| Data provided |
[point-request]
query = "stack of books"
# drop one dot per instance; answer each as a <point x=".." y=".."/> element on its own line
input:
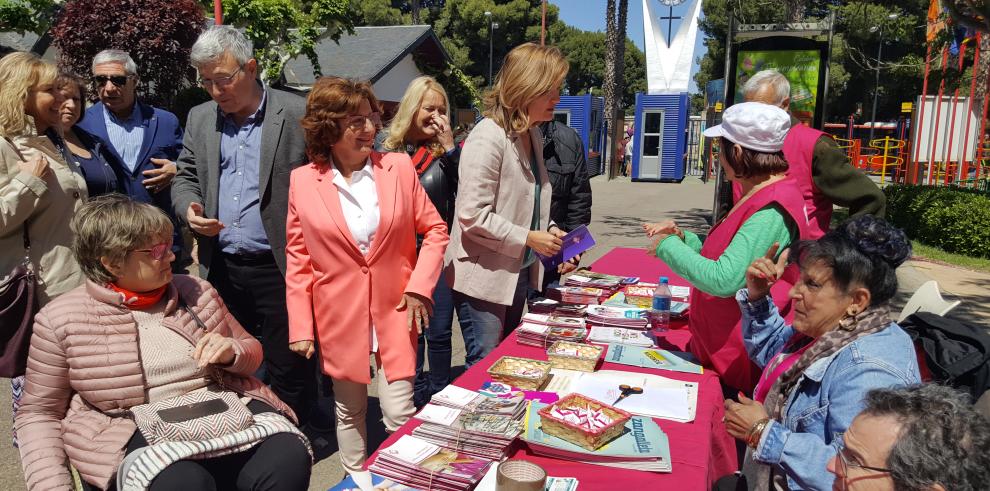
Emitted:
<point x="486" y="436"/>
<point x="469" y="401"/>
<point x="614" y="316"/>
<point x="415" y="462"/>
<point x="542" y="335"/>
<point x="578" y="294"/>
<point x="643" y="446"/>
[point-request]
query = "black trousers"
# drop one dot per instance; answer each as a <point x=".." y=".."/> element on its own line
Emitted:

| Your assignment |
Where a line of the data holds "query", show that line.

| Answer to the problem |
query = "stack of books"
query = "black trousers"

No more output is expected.